▶ Extract provided:
************

It’s, Like, Dishonest

March 07, 2013 - by: Brian Kurtz 0 COMMENTS

Litigation Value:  Dunder Mifflin faces potential FTC sanctions for Erin and Pete’s fake “like” marketing campaign on Facebook.

“Customer Loyalty” aired back in January, and I highly recommend Kristin’s post questioning the validity of Dwight’s loyalty pledge.  I might add that such a pledge is probably not necessary considering that most states recognize in some form that employees owe their employers a duty of loyalty to act in the employer’s best interest, regardless of whether the employees have executed any restrictive covenants.

************

▶ Data entries:
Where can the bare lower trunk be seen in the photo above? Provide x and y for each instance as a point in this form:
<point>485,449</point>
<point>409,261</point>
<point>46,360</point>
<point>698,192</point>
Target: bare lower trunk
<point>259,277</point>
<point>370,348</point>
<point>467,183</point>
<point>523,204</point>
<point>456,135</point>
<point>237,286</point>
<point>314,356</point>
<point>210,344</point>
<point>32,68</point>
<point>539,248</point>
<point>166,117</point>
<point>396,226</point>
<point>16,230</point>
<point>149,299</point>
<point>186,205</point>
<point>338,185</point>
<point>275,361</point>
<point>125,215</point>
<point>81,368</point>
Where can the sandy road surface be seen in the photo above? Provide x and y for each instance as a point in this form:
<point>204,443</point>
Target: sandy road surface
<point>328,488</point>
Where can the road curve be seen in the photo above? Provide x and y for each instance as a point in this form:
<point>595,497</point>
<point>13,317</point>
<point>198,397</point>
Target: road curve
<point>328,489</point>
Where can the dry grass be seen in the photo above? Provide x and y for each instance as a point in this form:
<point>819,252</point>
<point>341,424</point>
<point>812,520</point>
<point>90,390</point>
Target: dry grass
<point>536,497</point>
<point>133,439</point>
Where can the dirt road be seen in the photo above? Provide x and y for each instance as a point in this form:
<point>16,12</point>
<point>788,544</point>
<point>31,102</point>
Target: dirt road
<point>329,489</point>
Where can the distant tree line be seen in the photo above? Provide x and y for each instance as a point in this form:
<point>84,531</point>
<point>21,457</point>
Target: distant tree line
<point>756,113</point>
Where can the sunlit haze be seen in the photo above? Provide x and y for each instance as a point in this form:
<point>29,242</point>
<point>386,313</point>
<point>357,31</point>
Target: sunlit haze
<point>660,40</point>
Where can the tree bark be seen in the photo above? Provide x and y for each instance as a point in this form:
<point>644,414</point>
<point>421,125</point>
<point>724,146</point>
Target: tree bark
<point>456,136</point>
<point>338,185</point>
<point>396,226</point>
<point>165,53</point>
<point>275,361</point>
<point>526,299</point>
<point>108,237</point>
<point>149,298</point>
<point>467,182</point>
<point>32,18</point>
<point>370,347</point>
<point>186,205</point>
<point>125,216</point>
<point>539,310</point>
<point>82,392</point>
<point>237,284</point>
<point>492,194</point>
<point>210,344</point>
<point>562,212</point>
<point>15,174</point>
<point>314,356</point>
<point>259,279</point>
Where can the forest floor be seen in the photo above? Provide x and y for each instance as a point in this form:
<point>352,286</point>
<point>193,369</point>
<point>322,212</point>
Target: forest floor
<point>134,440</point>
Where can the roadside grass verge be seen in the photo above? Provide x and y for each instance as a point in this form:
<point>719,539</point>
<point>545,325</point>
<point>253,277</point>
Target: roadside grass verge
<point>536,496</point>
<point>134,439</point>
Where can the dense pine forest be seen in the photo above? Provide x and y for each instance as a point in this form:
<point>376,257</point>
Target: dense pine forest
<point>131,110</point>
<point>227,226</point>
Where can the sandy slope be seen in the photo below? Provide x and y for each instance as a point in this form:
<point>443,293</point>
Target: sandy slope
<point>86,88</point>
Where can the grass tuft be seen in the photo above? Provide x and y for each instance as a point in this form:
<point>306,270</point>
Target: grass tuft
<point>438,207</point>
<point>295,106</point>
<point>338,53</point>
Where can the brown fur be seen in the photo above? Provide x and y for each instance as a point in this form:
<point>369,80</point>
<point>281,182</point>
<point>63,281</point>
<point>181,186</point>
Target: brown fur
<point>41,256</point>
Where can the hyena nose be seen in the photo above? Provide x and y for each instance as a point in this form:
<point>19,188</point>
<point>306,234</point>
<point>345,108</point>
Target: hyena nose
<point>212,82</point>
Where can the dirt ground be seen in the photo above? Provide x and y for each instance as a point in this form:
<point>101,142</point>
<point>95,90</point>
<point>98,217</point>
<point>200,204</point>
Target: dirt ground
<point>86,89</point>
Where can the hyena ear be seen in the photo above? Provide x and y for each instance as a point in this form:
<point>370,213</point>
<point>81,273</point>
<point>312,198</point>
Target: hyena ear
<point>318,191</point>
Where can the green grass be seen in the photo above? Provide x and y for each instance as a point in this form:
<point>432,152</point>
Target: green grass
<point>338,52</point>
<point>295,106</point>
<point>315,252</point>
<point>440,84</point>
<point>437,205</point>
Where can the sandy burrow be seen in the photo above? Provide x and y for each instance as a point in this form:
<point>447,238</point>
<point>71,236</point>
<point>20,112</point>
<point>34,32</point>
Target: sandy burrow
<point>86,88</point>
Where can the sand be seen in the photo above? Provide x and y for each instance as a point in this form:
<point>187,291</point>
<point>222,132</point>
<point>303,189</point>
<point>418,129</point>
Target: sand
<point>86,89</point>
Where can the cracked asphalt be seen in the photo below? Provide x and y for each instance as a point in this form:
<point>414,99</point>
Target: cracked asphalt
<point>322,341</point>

************

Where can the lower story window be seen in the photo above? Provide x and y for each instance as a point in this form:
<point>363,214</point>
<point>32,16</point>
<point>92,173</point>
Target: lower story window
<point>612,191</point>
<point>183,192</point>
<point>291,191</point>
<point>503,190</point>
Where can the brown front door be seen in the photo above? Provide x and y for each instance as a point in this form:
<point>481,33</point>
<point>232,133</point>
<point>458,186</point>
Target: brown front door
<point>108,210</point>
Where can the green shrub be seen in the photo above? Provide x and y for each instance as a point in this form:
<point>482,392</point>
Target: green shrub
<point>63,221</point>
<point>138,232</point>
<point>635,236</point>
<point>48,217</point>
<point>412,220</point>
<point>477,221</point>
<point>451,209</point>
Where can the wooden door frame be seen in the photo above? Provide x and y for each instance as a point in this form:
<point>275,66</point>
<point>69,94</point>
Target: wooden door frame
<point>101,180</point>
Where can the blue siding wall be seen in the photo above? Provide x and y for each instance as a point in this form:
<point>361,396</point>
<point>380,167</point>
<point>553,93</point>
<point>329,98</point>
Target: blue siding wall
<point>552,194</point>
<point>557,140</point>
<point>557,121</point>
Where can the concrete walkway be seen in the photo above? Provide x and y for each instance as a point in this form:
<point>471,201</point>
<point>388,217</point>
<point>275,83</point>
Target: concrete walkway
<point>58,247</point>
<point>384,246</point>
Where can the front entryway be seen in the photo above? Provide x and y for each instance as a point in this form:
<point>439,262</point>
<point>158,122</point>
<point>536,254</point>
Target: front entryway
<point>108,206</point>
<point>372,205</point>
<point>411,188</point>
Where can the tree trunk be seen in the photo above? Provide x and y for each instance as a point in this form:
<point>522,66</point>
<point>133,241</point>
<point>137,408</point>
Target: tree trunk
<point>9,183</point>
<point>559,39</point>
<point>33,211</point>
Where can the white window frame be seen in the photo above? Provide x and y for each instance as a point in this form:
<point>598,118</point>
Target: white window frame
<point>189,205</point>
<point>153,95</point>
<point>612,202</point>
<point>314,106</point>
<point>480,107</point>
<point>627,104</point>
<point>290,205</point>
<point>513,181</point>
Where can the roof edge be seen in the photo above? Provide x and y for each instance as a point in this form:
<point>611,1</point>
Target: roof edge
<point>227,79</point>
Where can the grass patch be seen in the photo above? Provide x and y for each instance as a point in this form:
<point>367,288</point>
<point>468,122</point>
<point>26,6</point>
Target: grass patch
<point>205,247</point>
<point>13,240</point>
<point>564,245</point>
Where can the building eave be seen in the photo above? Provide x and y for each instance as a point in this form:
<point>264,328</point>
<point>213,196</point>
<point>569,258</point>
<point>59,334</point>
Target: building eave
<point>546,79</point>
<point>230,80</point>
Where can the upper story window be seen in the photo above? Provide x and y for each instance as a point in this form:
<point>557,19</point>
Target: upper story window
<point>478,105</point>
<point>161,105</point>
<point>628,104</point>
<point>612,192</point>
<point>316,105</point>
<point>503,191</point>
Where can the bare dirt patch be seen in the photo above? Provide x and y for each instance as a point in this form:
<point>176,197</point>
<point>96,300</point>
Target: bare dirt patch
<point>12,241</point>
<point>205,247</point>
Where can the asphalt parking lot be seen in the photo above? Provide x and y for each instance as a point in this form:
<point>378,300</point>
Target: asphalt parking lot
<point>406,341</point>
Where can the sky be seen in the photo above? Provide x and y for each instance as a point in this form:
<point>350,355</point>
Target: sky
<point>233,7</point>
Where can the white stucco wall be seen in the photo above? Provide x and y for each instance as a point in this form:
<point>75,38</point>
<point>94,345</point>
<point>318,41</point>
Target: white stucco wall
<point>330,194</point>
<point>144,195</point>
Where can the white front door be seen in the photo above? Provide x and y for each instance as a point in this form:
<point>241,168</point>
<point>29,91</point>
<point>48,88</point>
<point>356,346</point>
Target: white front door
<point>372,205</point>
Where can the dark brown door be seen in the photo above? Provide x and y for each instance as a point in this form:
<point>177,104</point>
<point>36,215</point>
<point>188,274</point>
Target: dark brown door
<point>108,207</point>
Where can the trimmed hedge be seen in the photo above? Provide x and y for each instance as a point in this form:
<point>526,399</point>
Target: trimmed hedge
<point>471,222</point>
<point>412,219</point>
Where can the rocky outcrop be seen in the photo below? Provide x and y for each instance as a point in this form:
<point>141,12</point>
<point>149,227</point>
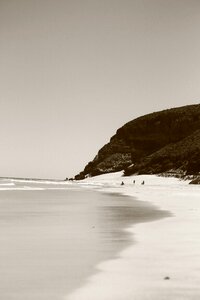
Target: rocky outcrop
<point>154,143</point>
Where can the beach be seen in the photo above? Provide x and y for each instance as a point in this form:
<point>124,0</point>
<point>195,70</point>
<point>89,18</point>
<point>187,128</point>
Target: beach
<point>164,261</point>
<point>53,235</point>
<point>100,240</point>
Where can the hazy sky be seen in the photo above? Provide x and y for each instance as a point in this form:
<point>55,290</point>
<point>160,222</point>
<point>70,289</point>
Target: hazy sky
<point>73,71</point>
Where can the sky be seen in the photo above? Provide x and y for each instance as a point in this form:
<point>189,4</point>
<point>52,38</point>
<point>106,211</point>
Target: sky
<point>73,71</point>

************

▶ Problem requirements:
Reproduce word for word everything in the blog post about the fake "like" campaign from "It’s, Like, Dishonest" down to "campaign on Facebook.". The records have no connection to the blog post about the fake "like" campaign.

▶ Problem solution:
It’s, Like, Dishonest

March 07, 2013 - by: Brian Kurtz 0 COMMENTS

Litigation Value:  Dunder Mifflin faces potential FTC sanctions for Erin and Pete’s fake “like” marketing campaign on Facebook.